(Stored records)
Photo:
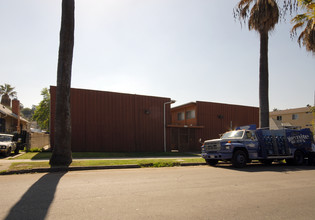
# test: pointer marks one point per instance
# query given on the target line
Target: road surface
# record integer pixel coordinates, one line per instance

**WHAT TO WORK ON:** Present every line of the entries above as a numbered list, skipping any blank lines and leaving out the pictures.

**ANSWER:**
1. Photo:
2. # test: pointer marks one point per instance
3. # query given on the target line
4. Target: road surface
5. # record integer pixel coordinates, one line per instance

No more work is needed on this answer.